[Some records]
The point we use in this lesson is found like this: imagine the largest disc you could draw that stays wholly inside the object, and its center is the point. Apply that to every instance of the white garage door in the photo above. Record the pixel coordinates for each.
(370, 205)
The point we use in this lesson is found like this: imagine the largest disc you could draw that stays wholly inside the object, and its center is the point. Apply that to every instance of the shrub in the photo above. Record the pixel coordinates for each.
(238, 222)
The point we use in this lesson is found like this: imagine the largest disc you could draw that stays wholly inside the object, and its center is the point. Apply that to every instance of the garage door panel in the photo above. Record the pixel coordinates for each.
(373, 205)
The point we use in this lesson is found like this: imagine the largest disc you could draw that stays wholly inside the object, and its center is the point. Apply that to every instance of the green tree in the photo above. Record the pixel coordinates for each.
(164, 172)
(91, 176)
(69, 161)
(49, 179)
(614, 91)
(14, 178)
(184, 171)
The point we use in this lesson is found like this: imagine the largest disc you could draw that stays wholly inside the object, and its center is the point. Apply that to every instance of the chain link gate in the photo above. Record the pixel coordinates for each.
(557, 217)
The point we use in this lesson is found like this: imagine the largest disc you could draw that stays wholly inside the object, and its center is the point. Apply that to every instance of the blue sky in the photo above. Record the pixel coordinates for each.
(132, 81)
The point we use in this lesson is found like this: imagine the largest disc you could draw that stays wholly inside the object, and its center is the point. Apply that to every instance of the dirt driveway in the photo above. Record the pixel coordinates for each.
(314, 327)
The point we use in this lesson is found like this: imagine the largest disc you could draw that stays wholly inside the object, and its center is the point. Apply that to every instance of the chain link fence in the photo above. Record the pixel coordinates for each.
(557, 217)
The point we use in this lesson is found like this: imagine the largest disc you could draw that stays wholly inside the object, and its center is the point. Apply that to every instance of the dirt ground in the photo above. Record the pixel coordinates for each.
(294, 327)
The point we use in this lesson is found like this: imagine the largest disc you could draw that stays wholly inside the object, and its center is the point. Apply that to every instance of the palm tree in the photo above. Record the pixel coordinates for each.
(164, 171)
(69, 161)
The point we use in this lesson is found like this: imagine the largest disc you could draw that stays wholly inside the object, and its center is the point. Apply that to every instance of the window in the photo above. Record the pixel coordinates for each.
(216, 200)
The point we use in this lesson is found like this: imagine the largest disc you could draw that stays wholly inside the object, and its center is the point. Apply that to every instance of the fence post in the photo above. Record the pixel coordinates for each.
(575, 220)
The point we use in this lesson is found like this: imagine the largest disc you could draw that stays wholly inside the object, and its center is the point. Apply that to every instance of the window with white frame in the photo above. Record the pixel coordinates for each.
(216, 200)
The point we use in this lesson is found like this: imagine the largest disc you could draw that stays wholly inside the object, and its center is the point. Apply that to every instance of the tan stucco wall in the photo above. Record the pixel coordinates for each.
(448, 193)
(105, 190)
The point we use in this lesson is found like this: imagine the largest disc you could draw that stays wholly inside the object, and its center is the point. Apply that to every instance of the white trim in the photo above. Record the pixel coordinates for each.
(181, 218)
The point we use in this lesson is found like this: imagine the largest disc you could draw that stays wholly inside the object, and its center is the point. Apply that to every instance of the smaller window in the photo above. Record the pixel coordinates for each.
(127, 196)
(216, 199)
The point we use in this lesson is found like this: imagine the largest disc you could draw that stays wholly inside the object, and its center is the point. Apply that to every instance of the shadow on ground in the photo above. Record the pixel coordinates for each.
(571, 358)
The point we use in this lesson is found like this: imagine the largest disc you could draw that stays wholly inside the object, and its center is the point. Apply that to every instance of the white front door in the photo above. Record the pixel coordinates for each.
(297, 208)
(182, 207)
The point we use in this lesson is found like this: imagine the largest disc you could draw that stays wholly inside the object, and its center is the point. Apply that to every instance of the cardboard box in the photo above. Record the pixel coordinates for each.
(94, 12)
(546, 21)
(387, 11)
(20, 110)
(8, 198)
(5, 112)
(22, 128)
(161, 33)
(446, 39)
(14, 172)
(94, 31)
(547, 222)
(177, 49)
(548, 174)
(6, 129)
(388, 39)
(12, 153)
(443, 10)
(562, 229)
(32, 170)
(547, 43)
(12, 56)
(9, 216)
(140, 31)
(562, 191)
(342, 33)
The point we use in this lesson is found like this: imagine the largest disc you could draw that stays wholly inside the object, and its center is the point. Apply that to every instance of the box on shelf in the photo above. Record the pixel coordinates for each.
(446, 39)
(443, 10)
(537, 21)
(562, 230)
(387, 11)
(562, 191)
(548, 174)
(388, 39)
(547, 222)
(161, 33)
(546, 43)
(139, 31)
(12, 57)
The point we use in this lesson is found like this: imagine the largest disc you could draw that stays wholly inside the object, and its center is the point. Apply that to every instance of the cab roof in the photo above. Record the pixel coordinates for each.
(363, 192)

Given instruction:
Beginning at the line where "box on shelf" appears, extract each line through the end of the data above; keep them exact and include nothing else.

Solution below:
The point we use in this lesson is found like this: imagine the largest disc you could draw that stays wholly inside the object, and its center is the point. Apply that to every instance of the box on shelf in the photo above. Record the pixel coordinates for each.
(446, 39)
(443, 10)
(537, 21)
(562, 230)
(387, 11)
(562, 191)
(548, 174)
(388, 39)
(547, 222)
(161, 33)
(546, 43)
(139, 31)
(12, 57)
The point we use in this lesson is found like this: imagine the largest disc you could draw that stays wholly inside the object, and its center is the point. Apply that to every instance of the cab roof in the photo above. Record the pixel coordinates for each.
(363, 192)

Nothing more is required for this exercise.